WORK ITEM: Continue the news article below on the national budget, beginning immediately after its final sentence.
PAGE EXCERPT Block Start
Talk time, beer prices go up

Finance Minister Alexander Chikwanda yesterday unveiled the third Patriotic Front (PF) K42.682 billion national budget with a freeze on both wages and staff recruitment in the civil service in the coming year.

The budget would also see an increase in the prices of beer and talk time following the introduction of duty on the commodities.

The prices of beer and talk time would go up in the coming financial year following the introduction of between 10 and 25 percent duty on the two necessities.

Chikwanda has also for the first time admitted that the 2013 budget had suffered a 8.5 percent fiscal deficit of the Gross Domestic Product (GDP) while inflationary rate had escalated to 7 percent because of the removal of subsidies on maize and fuel.

The K42.682 billion budget will have K29.54 billion financed by domestic revenue and grants of about K2.63 billion while the balance of K10.51 billion would be met through foreign and domestic borrowing.
PAGE EXCERPT Block End
DATASET EXTRACT Block Start
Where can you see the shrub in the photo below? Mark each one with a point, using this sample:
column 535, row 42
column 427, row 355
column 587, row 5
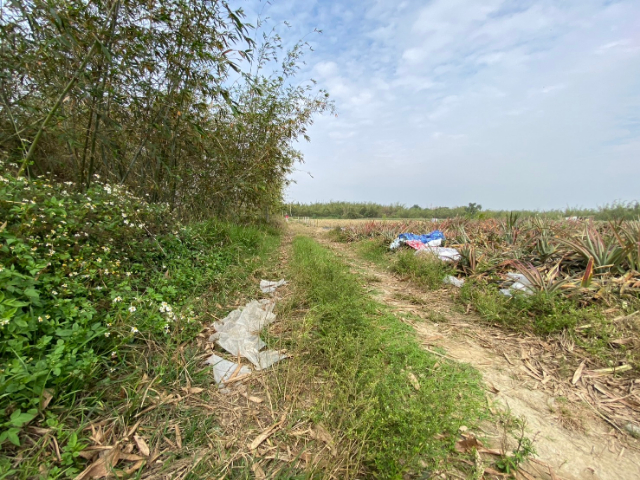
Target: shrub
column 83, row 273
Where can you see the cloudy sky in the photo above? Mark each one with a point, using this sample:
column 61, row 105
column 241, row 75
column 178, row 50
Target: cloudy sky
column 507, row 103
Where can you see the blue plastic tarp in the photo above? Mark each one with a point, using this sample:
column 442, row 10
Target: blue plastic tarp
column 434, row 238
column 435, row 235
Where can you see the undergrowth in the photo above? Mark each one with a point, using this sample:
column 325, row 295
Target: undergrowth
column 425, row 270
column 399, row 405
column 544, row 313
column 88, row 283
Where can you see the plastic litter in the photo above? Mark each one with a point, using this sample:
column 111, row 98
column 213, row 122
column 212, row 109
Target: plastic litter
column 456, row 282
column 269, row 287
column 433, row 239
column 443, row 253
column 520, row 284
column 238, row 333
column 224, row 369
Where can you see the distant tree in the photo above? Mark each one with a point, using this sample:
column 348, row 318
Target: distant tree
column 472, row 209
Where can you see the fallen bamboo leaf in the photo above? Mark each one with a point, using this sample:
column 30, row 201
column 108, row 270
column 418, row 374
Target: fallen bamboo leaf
DATASET EXTRACT Block End
DATASET EXTRACT Block Start
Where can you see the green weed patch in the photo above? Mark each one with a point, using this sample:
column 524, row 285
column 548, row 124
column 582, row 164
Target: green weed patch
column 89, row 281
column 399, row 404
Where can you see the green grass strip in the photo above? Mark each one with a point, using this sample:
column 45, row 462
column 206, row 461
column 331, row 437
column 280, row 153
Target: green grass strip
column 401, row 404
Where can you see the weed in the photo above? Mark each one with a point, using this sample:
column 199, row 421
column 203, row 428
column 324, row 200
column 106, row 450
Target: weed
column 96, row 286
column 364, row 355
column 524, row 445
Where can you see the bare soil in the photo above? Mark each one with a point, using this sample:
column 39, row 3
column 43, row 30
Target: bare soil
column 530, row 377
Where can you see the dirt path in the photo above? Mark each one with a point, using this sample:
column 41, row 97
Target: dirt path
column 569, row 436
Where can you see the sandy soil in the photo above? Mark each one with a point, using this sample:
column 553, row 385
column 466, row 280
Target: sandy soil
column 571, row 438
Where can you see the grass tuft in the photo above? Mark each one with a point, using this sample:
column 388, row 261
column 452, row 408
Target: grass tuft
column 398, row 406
DATASET EXTRACT Block End
THE ANSWER:
The government has announced that in the 2014 budget, it would limit domestic borrowing to 2.5 percent of the GDP in order to contain an expected overall budget deficit to no more than 6.6 percent which in the 2013 budget hid a record 8.5 percent.

Government measures to address long-standing structural challenges relating to fuel and maize subsidies as well as the distortions in the public service pay structures, the projected fiscal deficit for 2013 had doubled to 8.5 percent from 4.5 percent.

The government has also increased the exempt threshold of Pay as You Earn (PAYE) to K3, 000 from K2, 200.

Chikwanda in his budget speech themed Moving forward to consolidate growth and social justice in peace and unity said the Sixth National Development Plan had been revised in order to align it with the PF government development agenda which is centered at an ambitious job creation programme.

In the revised Sixth National Development Plan, the PF government has taken agriculture, tourism, manufacturing, energy and construction sectors as key in the consolidation of economic growth and to promote social justice.

Chikwanda said the PF macro-economic objectives for the 2014 budget were anchored to achieve real GDP of 7 percent and to create 200 000 thousand jobs and attain an end of year inflation of no more than 6.5 percent.

In the agriculture sector, Chikwanda said it was regrettable that there was a significant decline in the production of cotton which was largely caused by government’s poor pricing policy.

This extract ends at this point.